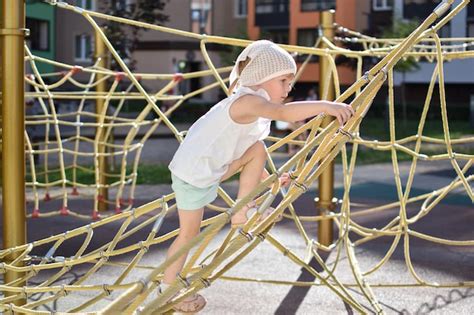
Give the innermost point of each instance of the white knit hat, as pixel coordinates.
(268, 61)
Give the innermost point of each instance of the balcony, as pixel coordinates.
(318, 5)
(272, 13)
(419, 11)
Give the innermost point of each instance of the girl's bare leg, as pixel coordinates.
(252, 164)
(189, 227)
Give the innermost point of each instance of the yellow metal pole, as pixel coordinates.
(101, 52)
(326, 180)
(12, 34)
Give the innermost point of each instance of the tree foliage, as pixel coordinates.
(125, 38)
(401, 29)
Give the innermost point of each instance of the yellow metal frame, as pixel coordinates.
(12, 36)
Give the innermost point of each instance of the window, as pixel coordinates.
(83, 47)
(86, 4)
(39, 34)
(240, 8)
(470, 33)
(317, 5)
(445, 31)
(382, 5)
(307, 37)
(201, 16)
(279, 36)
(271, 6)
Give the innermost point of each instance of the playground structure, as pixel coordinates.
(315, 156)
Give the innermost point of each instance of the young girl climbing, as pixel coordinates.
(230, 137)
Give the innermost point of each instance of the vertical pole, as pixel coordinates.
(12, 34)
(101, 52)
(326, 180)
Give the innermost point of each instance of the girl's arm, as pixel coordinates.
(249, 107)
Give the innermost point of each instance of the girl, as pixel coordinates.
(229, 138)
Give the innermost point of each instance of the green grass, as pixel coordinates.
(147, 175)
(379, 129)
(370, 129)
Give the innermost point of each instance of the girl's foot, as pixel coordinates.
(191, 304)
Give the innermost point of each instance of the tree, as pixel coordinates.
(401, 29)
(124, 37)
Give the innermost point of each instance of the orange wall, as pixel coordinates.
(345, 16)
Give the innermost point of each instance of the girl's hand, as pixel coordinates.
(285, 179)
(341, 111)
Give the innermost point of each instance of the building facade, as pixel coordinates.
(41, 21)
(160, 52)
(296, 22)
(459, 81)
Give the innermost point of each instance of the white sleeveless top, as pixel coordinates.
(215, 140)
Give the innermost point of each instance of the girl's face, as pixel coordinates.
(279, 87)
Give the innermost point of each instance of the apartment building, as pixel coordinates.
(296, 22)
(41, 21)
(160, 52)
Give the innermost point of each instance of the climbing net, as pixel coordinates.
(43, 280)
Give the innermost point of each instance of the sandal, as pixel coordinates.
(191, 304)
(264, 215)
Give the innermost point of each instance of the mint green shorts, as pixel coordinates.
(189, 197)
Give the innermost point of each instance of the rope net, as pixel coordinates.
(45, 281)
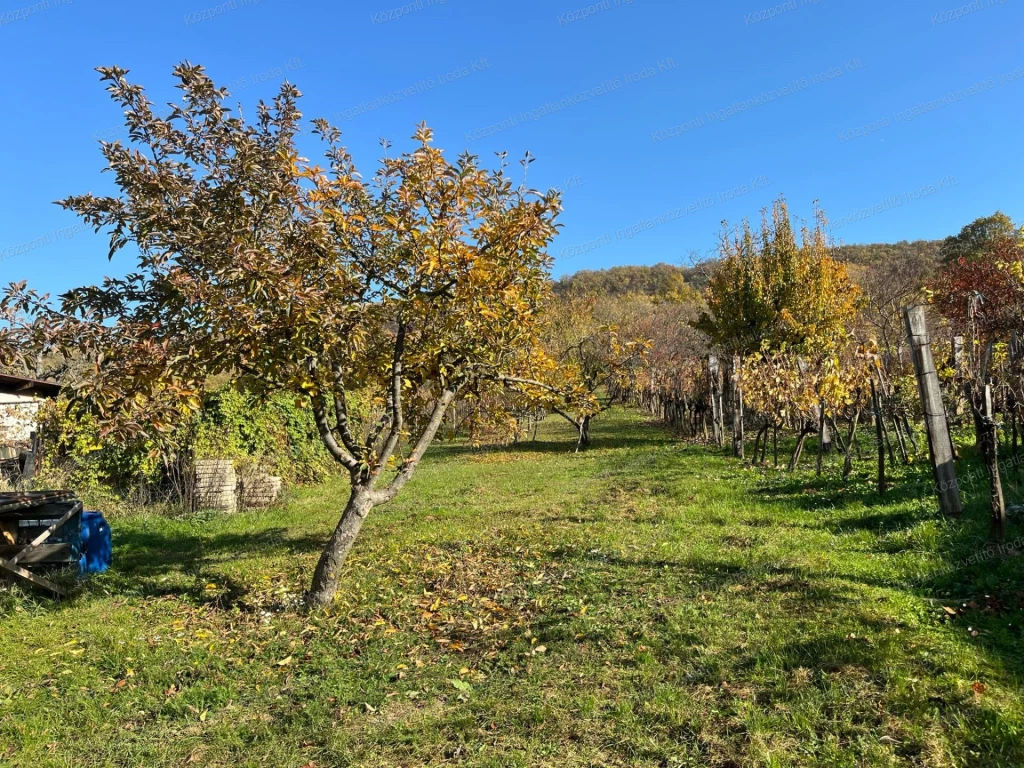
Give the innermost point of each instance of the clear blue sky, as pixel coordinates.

○ ○ ○ ○ ○

* [Given problem] Can you reproduce every one of the entries above word for word, omitting the pictures?

* [The answer]
Give the innermost point of each instance of the white knit hat, as pixel coordinates.
(268, 61)
Give the innermost point of each instance of the balcony, as pixel coordinates.
(318, 5)
(272, 13)
(419, 11)
Give the innermost point of each instance of the girl's bare leg, as pixel coordinates.
(252, 164)
(189, 227)
Give the innermost point of each instance of the yellow metal pole, as pixel coordinates.
(101, 52)
(326, 180)
(12, 34)
Give the innermost point of each instance of the tree foliage, as pixel coordinates.
(125, 38)
(401, 29)
Give the innermost point of each instance of the yellow metal frame, as pixel coordinates.
(12, 36)
Give the innermost point of each instance of the window, as pixel coordinates.
(83, 47)
(86, 4)
(39, 34)
(240, 8)
(470, 33)
(317, 5)
(445, 31)
(382, 5)
(307, 37)
(201, 16)
(279, 36)
(271, 6)
Give the innermost point of each instance of the playground structure, as pixel coordinates.
(315, 156)
Give the innermost point of each instance of the young girl climbing, as pixel coordinates.
(230, 137)
Give the innermost point of each instance of the vertical pole, as pixel coordinates.
(12, 34)
(101, 52)
(326, 180)
Give the innermost point of each instance of the girl's arm, as pixel coordinates.
(249, 107)
Give the innermost point of each instance of the girl, as pixel coordinates.
(229, 138)
Give the innermost point of each instance of the green grass, as pixel coordinates.
(147, 175)
(379, 129)
(370, 129)
Give the innermost point of each instance of the girl's foot, as pixel coordinates.
(191, 304)
Give the innermost point of each instance of the tree, as pixel coordinates.
(401, 29)
(124, 37)
Give the innermost point of each instance of the orange wall, as pixel coordinates.
(345, 16)
Give the innermost point of each instance of the girl's hand, as pixel coordinates.
(285, 179)
(341, 111)
Give the innermost point of each instance of the building facade, as pixel coordinates.
(41, 21)
(160, 52)
(296, 22)
(459, 81)
Give the innermost point of each instance of the white sleeveless top, as pixel coordinates.
(215, 140)
Give the innermost point of each instance of the girl's face, as pixel coordinates.
(279, 87)
Give the innermost point of each instance of the apartment building, as pixel coordinates.
(296, 22)
(41, 21)
(160, 52)
Give the innermost point of each instance of the climbing net, as pixel coordinates.
(43, 280)
Give the innermost point of each instance of the sandal, as pixel coordinates.
(191, 304)
(264, 215)
Give the innermost point of each instance of the mint green shorts, as pixel coordinates.
(189, 197)
Give the innermost point of each instance of the rope net, as pixel coordinates.
(45, 281)
Give the innermost point of each instance of the clear blue sky, as pixel coordinates.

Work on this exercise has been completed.